“ワーク・ソング”

2023-03-04 | 【断想】音楽

 チャールズ・ミンガス“ピテカントロプス・イレクタス”(1955-1957)
 Made in EEC ⓟ1990 BY JOKER TONVERLAG A.G  SUISA  GIANTSOF JAZZ.  
 上記のCDを入手した。
 そのケース裏に収録曲が記されており、その中に、「ワーク・ソング:WORK SONG(Mingus)」があった。
 チャールズ・ミンガスの「ワーク・ソング」を聞いてみたかった。
 以前、油井正一著の「ジャズの歴史物語」(角川ソフィア文庫)に、その「ワーク・ソング」にふれた記述があったのをおぼえていた。
 キャノンボール・クインテットがゴスペル=ソウル・ブームをおこし、人気をはくした時、ミンガスは、嫉妬したのか怒り、次のようなことを言ったそうだ。
 「あいつらは、何も分かっちゃいない。あの兄弟は、泥棒だ。あいつらの曲に『ワーク・ソング』というのがあるが、俺は、1955年に『ワーク・ソング』をカフェ・ボヘミアでライブで演っている」

**提供データ:**
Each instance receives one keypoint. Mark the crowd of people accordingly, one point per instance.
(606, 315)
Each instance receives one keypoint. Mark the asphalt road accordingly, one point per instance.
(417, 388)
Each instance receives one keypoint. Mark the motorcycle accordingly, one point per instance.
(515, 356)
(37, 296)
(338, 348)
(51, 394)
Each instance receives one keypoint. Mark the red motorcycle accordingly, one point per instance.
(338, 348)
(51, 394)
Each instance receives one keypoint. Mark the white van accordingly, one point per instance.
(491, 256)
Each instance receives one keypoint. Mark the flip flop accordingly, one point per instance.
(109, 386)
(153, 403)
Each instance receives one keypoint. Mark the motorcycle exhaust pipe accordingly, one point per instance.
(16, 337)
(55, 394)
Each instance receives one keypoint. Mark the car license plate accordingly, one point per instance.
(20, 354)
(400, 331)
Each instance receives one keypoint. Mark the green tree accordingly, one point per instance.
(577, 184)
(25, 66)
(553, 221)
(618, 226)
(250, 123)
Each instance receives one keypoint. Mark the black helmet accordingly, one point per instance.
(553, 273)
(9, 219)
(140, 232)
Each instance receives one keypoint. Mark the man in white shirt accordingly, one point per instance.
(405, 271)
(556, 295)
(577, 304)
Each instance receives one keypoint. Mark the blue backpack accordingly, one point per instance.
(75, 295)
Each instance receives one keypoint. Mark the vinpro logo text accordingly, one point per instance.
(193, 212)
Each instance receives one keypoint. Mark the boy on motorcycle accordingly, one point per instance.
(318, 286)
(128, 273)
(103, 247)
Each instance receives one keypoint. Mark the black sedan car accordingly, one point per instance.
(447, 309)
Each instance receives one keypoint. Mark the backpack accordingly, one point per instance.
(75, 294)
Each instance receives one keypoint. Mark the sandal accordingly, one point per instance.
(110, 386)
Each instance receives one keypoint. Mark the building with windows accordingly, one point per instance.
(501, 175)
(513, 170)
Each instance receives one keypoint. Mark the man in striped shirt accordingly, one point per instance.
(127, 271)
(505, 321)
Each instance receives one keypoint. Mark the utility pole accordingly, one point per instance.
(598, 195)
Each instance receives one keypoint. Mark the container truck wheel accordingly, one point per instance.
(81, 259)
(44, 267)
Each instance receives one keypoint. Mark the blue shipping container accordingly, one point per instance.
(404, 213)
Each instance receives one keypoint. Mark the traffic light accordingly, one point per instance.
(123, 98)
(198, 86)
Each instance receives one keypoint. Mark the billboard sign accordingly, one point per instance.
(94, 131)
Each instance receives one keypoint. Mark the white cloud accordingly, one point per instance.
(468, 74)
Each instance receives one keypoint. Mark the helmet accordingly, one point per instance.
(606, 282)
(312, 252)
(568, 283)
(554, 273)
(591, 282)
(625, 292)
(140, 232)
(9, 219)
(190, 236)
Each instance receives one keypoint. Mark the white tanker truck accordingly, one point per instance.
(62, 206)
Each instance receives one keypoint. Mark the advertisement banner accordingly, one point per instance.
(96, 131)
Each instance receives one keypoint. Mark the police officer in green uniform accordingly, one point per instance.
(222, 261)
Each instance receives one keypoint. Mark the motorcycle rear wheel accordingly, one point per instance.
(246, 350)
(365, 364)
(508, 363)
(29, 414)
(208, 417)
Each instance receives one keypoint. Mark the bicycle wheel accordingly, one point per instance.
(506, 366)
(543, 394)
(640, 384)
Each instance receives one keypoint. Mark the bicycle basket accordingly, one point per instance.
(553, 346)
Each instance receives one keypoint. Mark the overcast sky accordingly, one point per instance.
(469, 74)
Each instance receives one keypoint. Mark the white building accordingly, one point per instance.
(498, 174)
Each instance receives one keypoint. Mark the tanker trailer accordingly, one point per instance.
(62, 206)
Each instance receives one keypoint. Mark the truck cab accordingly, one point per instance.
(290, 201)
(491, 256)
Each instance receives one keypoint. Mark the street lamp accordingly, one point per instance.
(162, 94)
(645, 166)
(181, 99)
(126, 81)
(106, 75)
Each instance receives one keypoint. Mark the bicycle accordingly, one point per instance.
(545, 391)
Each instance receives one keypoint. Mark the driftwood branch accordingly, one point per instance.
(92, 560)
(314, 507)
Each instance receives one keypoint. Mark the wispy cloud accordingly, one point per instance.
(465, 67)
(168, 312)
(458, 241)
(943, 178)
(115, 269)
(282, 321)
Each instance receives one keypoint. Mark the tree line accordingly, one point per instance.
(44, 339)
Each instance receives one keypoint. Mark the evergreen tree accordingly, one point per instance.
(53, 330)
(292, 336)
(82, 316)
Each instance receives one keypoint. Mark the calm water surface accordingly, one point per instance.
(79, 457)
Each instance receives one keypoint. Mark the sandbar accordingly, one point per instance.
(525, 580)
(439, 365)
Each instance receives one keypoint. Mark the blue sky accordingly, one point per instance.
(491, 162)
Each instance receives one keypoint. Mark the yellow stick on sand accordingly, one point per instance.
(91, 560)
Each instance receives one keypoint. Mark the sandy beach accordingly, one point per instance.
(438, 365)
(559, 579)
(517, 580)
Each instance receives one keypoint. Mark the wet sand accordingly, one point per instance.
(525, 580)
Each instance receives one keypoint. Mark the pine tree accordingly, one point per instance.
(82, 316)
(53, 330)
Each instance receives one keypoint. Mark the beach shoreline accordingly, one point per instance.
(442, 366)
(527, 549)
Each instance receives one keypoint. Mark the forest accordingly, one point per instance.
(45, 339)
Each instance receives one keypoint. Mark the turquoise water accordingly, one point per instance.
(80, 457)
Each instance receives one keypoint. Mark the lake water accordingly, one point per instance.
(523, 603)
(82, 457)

* * *

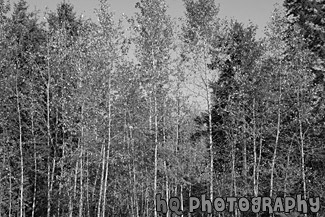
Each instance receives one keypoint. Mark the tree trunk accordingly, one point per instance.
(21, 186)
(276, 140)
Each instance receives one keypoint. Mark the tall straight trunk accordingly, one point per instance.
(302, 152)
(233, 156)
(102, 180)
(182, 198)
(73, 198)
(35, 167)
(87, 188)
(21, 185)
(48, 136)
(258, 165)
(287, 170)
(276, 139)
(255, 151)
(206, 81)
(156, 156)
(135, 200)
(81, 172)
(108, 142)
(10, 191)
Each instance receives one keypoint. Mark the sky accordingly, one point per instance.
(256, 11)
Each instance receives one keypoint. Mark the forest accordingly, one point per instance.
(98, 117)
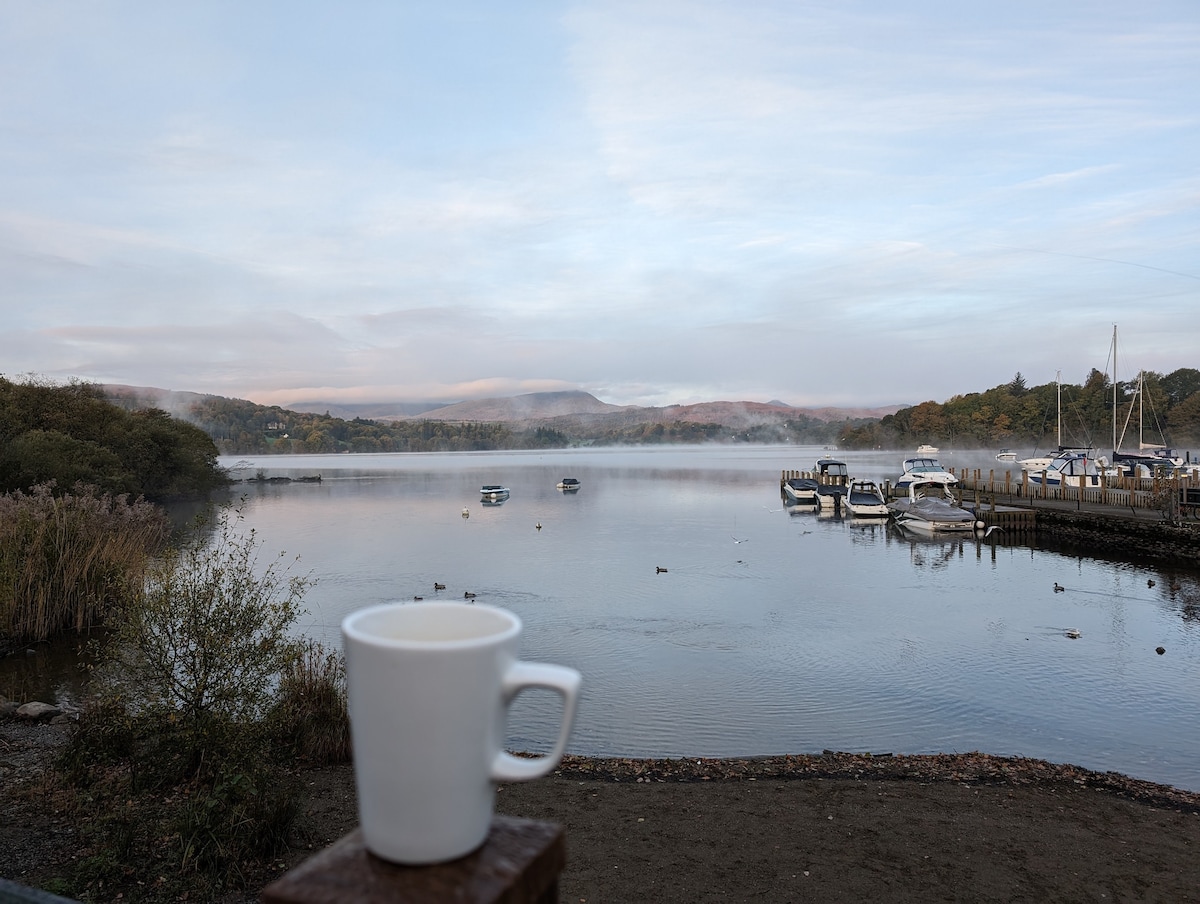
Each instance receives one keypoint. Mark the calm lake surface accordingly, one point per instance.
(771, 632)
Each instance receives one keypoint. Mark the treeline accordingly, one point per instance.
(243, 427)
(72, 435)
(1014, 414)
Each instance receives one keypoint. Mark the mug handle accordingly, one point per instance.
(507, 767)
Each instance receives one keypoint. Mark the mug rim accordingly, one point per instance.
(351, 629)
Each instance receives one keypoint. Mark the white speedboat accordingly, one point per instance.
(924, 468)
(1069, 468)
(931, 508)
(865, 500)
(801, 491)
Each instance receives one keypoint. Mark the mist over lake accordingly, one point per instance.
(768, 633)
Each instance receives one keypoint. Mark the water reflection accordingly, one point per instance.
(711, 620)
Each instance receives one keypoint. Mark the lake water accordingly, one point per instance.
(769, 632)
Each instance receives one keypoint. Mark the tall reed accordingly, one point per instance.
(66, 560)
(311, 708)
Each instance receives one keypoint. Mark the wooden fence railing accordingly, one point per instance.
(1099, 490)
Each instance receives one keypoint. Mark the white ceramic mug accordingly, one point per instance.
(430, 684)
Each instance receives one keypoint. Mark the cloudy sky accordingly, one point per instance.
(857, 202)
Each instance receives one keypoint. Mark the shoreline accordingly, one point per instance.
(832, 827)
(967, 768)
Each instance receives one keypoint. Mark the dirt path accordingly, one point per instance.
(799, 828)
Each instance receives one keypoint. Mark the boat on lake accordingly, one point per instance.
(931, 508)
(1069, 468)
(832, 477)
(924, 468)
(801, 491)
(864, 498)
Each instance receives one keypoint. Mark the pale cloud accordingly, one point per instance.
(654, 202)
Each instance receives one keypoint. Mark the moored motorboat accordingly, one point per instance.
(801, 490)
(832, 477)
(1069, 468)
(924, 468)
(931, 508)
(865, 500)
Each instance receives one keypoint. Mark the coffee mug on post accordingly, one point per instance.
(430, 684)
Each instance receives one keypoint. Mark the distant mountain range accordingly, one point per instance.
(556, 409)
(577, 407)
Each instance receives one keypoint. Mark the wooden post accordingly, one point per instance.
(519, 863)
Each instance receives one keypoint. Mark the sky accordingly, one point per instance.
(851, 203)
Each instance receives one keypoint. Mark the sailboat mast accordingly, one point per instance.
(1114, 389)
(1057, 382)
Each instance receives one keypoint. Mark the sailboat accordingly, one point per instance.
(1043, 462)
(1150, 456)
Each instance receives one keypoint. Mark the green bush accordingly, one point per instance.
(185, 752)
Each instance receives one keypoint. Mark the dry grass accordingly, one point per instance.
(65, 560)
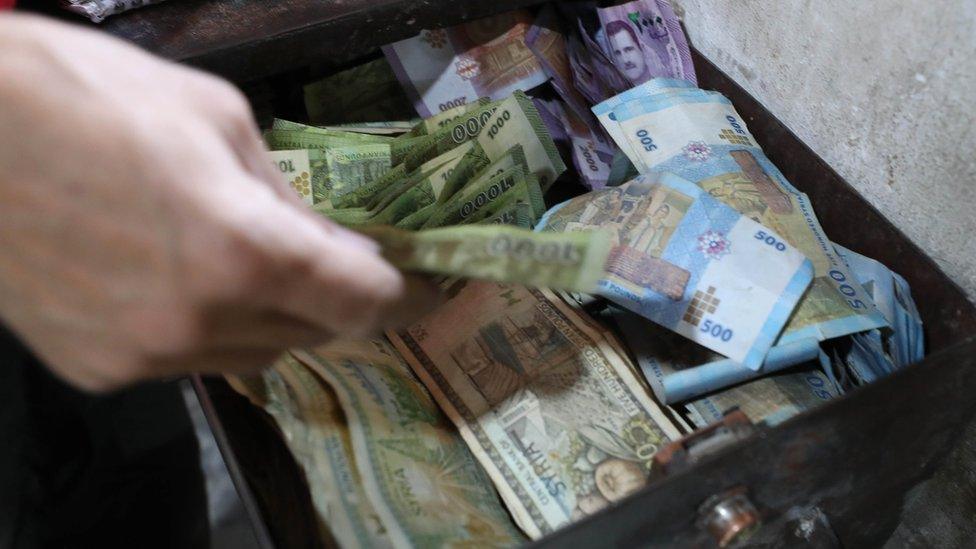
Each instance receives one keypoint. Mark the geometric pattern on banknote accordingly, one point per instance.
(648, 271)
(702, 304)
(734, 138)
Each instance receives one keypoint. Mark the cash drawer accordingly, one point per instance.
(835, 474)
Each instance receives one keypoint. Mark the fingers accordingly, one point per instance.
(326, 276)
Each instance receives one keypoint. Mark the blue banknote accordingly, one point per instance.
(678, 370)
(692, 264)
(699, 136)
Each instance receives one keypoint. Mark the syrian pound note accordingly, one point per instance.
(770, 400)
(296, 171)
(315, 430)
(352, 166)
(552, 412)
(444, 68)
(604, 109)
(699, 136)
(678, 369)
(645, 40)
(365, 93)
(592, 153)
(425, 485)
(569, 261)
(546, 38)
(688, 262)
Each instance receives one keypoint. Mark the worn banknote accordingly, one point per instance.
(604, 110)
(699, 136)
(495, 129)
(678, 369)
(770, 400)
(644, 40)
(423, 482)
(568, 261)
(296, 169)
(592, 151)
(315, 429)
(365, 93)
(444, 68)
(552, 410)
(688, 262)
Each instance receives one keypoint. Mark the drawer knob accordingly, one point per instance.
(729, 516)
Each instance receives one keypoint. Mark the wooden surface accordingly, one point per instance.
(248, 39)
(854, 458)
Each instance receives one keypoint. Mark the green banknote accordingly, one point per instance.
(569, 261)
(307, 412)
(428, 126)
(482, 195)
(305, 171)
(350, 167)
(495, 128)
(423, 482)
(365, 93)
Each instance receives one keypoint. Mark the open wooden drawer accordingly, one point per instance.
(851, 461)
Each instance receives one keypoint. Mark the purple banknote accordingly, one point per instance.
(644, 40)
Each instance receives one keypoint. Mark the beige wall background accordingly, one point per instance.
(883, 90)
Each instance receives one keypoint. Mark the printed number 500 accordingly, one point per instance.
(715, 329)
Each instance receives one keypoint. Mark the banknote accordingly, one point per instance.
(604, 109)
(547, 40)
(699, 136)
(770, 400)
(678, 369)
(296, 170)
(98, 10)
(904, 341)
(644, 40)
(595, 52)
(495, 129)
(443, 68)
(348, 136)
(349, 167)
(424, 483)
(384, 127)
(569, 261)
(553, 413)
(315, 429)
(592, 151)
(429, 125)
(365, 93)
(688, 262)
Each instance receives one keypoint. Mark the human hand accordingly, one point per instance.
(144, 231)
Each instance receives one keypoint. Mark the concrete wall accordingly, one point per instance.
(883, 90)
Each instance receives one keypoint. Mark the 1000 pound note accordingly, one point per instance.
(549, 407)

**課題:**
A. ミンガスの「ワーク・ソング」に関する文章に名前の出てくる人物および演奏グループを、すべて挙げてください。
B. ミンガスの「ワーク・ソング」に関する文章を、最後の文の後から書き継いでください。

**解答:**
A. チャールズ・ミンガス、油井正一、キャノンボール・クインテット

B.
 ここで出てくるキャノンボール・クインテットの「ワーク・ソング」は、ナット・アダレイが作曲し、1960年録音のアルバム「ワーク・ソング」(RIVERSIDE)に収められているもので、ミンガスの「ワーク・ソング」とは別ものである。
 「ワーク・ソング」なるもの、元々は、黒人の労働歌と言うことで、ゴスペルというのか、黒人霊歌というのか。そこらに源流があると言える。
 でも、1955年のミンガスの「ワーク・ソング」と1960年のナット・アダレイのものは、明らかに別もの。
 ミンガスの言い分には、無茶がある。
 ところで、ミンガスの「ワーク・ソング」、とてもいい曲・演奏だと思う。
 ところで、その「ワーク・ソング」については、入手したCDの解説に、〈1955年12月23日に、ニューヨークのカフェ・ボヘミアで演奏された〉と紹介されている。
 同日、演奏された曲として、「A FOGGY DAY」「JUMP,MONK」「SERENADE In BLUE」も記されている。
 この日の演奏は、以下のアルバムに収録されている。
  「CHAZZ(Debut→Fantasy6002)」、別名「Miingus At The Bohemia(Debut DEB-139)」か。
 参考まで、このアルバムには、上記3曲の他に、「Septemberly」「All The Thing You(Are  In C-Sharp)」「omit Bert」barrow」「Waldrou」「Percussion Discussion」が収められている。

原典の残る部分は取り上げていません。